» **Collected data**
---

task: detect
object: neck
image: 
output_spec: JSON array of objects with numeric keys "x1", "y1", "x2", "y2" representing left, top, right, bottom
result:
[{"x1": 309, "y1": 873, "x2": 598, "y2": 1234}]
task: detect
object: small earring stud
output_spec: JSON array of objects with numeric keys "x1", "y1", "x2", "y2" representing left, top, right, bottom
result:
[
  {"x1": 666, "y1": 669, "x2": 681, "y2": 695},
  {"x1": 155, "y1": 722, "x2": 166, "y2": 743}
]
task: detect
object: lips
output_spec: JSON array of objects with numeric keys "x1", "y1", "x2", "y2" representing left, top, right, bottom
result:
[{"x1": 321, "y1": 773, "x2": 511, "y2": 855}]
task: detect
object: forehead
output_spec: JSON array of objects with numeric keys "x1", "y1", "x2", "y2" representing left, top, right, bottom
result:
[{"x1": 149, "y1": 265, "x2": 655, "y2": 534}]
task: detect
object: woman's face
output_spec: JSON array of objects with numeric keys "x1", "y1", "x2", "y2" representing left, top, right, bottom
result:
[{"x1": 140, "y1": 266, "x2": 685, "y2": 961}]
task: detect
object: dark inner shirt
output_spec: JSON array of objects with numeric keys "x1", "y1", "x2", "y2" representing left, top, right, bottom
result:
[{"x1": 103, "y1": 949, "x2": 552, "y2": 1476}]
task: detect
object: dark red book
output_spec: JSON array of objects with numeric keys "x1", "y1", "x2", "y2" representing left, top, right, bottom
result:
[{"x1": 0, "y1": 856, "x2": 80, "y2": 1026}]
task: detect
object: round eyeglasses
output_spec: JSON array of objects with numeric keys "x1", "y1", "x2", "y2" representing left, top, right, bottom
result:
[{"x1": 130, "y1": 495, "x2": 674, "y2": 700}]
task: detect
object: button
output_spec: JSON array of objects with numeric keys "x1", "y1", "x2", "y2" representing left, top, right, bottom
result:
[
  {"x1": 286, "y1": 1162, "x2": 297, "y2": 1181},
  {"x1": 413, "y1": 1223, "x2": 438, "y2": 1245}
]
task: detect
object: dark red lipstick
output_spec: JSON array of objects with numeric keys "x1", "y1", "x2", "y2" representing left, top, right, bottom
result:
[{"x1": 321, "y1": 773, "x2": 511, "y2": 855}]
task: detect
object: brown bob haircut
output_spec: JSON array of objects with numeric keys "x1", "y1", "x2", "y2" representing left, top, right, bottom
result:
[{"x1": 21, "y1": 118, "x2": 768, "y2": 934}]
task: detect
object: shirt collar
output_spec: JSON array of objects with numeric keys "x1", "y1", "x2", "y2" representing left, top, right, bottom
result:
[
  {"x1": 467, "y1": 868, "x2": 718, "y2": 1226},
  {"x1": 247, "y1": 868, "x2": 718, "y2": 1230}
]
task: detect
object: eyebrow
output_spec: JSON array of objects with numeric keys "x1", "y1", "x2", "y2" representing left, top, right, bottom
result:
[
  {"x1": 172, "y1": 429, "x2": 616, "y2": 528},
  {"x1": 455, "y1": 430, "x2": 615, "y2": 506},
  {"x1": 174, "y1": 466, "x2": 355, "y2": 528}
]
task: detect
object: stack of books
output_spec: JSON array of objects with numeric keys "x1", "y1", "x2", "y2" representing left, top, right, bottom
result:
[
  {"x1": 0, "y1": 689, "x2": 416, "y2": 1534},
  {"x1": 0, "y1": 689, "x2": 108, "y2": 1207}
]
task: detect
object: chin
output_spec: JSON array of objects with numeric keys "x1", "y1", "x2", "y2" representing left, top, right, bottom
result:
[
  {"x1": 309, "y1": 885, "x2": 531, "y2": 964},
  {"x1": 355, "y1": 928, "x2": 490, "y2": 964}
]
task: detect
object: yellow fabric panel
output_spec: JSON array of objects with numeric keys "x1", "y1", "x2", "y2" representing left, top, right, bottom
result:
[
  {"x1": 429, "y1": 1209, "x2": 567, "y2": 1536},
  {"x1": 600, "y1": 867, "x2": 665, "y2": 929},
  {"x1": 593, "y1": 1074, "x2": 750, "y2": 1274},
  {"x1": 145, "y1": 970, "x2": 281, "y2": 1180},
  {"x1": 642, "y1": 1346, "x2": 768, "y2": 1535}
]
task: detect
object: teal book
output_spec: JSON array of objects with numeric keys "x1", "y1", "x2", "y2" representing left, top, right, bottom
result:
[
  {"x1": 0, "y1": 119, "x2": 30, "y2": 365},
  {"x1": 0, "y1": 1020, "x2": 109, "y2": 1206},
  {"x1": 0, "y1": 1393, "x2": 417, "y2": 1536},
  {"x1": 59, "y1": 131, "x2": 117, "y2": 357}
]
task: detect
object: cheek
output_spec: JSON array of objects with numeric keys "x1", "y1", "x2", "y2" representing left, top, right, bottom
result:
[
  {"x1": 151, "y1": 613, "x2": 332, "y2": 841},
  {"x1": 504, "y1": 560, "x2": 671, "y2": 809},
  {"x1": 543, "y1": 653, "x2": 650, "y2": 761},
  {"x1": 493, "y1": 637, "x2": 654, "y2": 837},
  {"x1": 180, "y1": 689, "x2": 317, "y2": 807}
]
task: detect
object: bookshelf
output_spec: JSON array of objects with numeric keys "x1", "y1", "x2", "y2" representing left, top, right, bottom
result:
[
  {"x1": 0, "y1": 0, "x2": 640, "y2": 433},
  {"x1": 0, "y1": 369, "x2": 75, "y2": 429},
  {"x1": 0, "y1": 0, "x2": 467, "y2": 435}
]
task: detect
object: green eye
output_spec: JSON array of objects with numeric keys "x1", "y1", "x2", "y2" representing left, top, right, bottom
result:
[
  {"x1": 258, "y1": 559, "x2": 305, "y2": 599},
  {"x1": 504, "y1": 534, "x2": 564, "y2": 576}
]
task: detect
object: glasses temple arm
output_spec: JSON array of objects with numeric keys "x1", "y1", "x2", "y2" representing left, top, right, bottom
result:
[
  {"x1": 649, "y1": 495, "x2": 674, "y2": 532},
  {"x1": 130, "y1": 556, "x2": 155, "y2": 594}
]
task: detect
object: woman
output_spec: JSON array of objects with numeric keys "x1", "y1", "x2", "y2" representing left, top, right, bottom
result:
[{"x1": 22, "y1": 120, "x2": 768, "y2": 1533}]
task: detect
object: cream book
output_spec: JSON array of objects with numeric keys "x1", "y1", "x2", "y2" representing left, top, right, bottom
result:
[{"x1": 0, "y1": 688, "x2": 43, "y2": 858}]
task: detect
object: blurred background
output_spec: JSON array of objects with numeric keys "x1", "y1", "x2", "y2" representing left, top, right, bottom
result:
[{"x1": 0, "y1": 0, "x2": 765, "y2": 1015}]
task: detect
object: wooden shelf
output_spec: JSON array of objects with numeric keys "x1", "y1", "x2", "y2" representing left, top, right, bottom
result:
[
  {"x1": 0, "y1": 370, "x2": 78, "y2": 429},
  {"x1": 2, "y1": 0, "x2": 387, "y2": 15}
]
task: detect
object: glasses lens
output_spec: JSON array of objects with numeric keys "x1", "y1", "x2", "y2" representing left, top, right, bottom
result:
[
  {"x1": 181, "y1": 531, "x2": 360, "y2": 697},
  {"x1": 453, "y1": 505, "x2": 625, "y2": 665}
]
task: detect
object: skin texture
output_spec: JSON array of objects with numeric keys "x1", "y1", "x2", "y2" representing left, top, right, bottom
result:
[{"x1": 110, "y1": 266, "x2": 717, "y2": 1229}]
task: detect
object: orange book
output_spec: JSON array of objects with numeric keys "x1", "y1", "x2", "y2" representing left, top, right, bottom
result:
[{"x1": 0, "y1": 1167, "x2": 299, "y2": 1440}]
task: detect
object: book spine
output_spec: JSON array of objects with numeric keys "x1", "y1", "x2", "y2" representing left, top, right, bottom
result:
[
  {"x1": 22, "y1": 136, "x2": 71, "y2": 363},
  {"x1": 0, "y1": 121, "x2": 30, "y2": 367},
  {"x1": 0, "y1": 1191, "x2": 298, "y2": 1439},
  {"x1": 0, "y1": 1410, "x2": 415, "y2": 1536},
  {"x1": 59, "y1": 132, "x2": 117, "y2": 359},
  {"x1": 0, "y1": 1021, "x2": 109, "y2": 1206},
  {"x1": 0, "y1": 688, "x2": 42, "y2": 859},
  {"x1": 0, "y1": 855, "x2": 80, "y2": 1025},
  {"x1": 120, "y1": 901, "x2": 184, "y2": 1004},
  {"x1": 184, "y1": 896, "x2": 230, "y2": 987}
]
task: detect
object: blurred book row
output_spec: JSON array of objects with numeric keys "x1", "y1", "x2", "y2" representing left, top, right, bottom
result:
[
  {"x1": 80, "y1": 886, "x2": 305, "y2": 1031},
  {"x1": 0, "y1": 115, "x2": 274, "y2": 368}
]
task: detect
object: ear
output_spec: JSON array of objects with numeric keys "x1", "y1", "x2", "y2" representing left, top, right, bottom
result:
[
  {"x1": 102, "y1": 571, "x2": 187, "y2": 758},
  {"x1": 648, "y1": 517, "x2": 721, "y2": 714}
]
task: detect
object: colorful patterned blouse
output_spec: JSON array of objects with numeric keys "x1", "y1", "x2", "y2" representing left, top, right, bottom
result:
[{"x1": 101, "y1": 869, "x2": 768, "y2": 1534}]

---

» **Exercise aim**
Only a number belongs in the answer: the number of lines in the preceding data that hold "shirt".

» **Solution**
2